### [EXERCISE TASK 1]
Find every line in the rows below that contains the word "window" and copy each of those lines.

### [READING PASSAGE]
Do Devices or the Web do the same as Entities, just on a higher level of abstraction? I don’t think so. Or if they did the same on different levels of abstraction, the Entities would need to depend on devices and/or web. Because Entities are more abstract than a DB.

Or are Presenters on a higher level of abstraction than Use Cases? I don’t think so, either.

The whole, i.e. purpose of the software, to me is only represented by the Use Case circle. Use Cases are like processes: they tie together different parts to create a larger behaviour. A single intent of the user is implemented by a Use Case. But the rest then is all details, details, details residing on lower, and still lower levels of abstraction and to be hidden beneath.

The Clean Architecture is well intentioned, of course. It tries to improve on the layered architecture and unify different concentric approaches.

Unfortunately it does not solve the problem which has riddled software development for ages: how do arrange dependencies in a reasonable manner. Most of the behavioural dependencies even in the Clean Architecture are dysfunctional – which leads even to more accidental complexity from the application of DIP/IoC. (I might even say that the purpose behind the Clean Architecture like the Hexagonal Architecture before it is to let dependencies contradict the DFA. Both clearly state that the concrete, the details should depend on the essential. That both focus on compile time dependencies and not runtime dependencies does not mitigate the contradiction.)

But don’t take my word for it. Even Robert C. Martin says in his book Clean Architecture about a class diagram he presented: „Much of the complexity in that diagram was intended to make sure that the dependencies between the components pointed in the correct direction.“

If the DFA was observed this would not happen, at least not to this degree. The reason: the direction of dependencies would be natural and helpful.

Moving towards stratified designs

Robert C. Martin did not only come up with the Clean Architecture, but also with what he called screaming architecture.

Your architectures should tell readers about the system, not about the frameworks you used in your system.

I like that idea of his very much. First and foremost architecture should express the purpose of a software system. That is, I think, in perfect alignment with the DFA and stratified design.

The patterns presented, though, pretty much contradict this idea. Because in them frameworks are precisely positioned, be it the View in MVC or the Presentation Layer or Devices in the Clean Architecture. The first thing you’re told when looking for guidance on how to structure your software is that you need to find a place for all the frameworks. If screaming architectures are to be desired, then why put frameworks so squarely into the patterns?

### [STORED DATA]
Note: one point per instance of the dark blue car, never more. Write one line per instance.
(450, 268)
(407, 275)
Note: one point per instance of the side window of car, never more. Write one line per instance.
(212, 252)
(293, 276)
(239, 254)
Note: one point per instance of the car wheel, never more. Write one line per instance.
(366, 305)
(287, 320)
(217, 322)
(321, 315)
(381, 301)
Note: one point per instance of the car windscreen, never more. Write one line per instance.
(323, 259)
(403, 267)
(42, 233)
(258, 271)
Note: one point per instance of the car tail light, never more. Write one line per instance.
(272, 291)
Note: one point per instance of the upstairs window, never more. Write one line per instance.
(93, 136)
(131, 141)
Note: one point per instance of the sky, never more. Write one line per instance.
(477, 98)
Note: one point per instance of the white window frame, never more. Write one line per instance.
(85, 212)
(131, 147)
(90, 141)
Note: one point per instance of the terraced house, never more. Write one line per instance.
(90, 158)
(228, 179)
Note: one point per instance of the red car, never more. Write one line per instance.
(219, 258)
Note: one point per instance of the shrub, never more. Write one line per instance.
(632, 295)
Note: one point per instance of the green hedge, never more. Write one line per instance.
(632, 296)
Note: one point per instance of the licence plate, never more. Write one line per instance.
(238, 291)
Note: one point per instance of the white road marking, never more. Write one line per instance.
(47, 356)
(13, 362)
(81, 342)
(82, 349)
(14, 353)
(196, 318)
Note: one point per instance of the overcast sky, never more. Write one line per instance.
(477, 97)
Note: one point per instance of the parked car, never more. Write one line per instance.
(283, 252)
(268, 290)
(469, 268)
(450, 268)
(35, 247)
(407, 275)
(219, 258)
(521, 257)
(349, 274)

==

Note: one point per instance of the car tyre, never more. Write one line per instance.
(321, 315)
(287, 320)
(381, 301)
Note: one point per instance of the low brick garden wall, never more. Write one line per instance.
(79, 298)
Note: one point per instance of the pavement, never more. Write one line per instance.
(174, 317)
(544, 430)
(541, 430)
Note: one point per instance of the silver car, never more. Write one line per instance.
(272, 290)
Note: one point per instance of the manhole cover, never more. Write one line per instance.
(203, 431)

==

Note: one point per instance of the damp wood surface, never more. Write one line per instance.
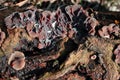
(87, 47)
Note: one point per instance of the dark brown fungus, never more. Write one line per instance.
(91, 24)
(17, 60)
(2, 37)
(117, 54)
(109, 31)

### [EXERCISE TASK 2]
For each statement below, state whether it agrees with the passage on software architecture, and support each answer by quoting the decisive words of the passage.
(a) A single intent of the user is implemented by a Use Case.
(b) The Clean Architecture solves the long-standing problem of arranging dependencies.
(c) The writer dislikes the idea of screaming architecture.

### [CORRECT OUTPUT 1]
Note: one point per instance of the side window of car, never more. Write one line per instance.
Note: one point per instance of the upstairs window, never more. Write one line per instance.
Note: one point per instance of the white window frame, never more. Write one line per instance.

### [CORRECT OUTPUT 2]
(a) Yes: "A single intent of the user is implemented by a Use Case."
(b) No: "Unfortunately it does not solve the problem which has riddled software development for ages: how do arrange dependencies in a reasonable manner."
(c) No: "I like that idea of his very much."